** Begin Data excerpts **
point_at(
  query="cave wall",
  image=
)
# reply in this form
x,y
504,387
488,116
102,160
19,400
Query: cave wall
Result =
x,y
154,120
** End Data excerpts **
• [Given problem]:
Print all of the records again, line for line, without changing anything.

• [Solution to the problem]:
point_at(
  query="cave wall",
  image=
)
# reply in this form
x,y
504,387
488,116
102,160
19,400
Query: cave wall
Result =
x,y
154,120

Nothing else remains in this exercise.